INSTRUCTIONS FOR THE TASK :: Could you output each line of the data that follows exactly?

________________

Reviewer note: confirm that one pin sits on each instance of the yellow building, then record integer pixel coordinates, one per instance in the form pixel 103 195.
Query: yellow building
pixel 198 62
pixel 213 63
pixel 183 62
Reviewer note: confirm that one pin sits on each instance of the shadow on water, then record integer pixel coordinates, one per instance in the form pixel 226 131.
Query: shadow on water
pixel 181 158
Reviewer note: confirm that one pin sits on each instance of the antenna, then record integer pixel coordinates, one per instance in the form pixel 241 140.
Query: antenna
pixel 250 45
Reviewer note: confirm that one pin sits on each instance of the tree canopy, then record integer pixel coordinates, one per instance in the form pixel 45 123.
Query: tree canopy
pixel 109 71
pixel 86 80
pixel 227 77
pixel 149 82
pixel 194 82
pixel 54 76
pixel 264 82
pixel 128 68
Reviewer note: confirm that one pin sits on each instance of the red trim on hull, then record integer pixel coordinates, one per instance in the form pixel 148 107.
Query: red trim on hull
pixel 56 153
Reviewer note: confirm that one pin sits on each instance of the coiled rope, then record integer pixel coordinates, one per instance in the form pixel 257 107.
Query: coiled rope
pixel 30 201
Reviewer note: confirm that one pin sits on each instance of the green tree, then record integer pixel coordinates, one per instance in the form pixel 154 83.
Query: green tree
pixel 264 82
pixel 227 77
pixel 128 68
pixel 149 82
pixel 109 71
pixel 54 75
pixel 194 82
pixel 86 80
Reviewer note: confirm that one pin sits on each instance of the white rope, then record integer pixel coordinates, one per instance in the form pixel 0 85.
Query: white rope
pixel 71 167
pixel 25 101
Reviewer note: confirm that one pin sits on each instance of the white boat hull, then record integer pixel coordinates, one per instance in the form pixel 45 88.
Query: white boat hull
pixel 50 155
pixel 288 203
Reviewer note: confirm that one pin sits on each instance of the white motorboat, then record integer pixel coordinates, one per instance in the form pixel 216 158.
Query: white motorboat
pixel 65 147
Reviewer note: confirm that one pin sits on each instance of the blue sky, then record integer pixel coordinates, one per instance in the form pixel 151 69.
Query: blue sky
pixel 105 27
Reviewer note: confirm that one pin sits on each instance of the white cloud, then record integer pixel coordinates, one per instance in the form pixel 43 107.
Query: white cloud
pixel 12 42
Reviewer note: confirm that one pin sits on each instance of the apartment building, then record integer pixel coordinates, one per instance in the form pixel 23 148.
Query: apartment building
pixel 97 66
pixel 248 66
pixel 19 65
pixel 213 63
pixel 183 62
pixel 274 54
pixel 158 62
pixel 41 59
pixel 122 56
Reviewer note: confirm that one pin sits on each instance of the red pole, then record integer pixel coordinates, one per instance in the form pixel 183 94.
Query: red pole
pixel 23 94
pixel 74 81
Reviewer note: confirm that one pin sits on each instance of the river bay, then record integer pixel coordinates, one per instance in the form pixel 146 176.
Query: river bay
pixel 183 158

________________

SOLUTION TO THIS PROBLEM ::
Reviewer note: confirm that one pin sits on each instance of the yellow building, then record integer pixel coordinates, one per instance in the form pixel 103 195.
Query: yellow building
pixel 198 62
pixel 213 63
pixel 183 62
Reviewer note: confirm that one pin sits on each instance of the shadow on water, then record integer pixel coordinates, one per instance in the form pixel 226 131.
Query: shadow on water
pixel 181 158
Reviewer note: confirm that one pin sits on each instance of the antenna, then record integer pixel coordinates, one per instance in the form pixel 241 140.
Query: antenna
pixel 250 45
Reviewer note: confirm that one pin sits on each instance of the tree canopy, then record integer pixel coordinates, one per instance in the form pixel 45 123.
Query: tree canopy
pixel 109 71
pixel 86 80
pixel 227 77
pixel 149 82
pixel 194 82
pixel 54 76
pixel 264 82
pixel 128 68
Reviewer note: confirm that one pin sits on each instance of the red trim on hull, then record integer pixel coordinates, one per instance in the form pixel 148 107.
Query: red trim on hull
pixel 56 153
Reviewer note: confirm that one pin sits on each instance of the coiled rope, then record integer pixel coordinates, one per instance in the form pixel 257 107.
Query: coiled rope
pixel 30 201
Reviewer note: confirm that one pin sits on each instance of the green tree, then record integer pixel coordinates, one per instance in the form pixel 154 83.
Query: green tree
pixel 264 82
pixel 227 77
pixel 128 68
pixel 149 82
pixel 109 71
pixel 54 75
pixel 194 82
pixel 86 80
Reviewer note: confirm that one pin sits on each instance of the white rope, then record integer pixel coordinates, one per instance in the form pixel 0 85.
Query: white rope
pixel 71 167
pixel 25 101
Reviewer note: confirm that one pin sits on each instance of the white boat hull, then record integer pixel coordinates, one per instance in the form pixel 45 88.
Query: white boat hull
pixel 50 155
pixel 288 203
Reviewer note: confirm that one pin sits on each instance of the white motorboat, then record integer pixel coordinates, one per instance in the form pixel 216 158.
Query: white motorboat
pixel 65 147
Reviewer note: confirm that one pin sits on each instance of the blue sky, then record integer pixel coordinates, one per instance in the form pixel 151 69.
Query: blue sky
pixel 105 27
Reviewer note: confirm that one pin sits on each instance of the white cloud, then record integer pixel coordinates, one per instance in the form pixel 43 107.
Query: white cloud
pixel 12 42
Reviewer note: confirm that one pin sits on each instance of the apartment building, then record integer pixel coordinates, one per instance in the form pixel 23 148.
Query: apartment building
pixel 97 66
pixel 248 66
pixel 19 65
pixel 213 63
pixel 183 62
pixel 274 54
pixel 158 62
pixel 41 59
pixel 122 56
Reviewer note: confirm that one pin sits on each instance of the red pole, then record integer pixel coordinates, one per instance in the form pixel 183 94.
Query: red pole
pixel 23 94
pixel 74 81
Reviewer note: confirm that one pin sits on each instance of the river bay, then record integer pixel coordinates, one per instance in the form pixel 146 176.
Query: river bay
pixel 183 158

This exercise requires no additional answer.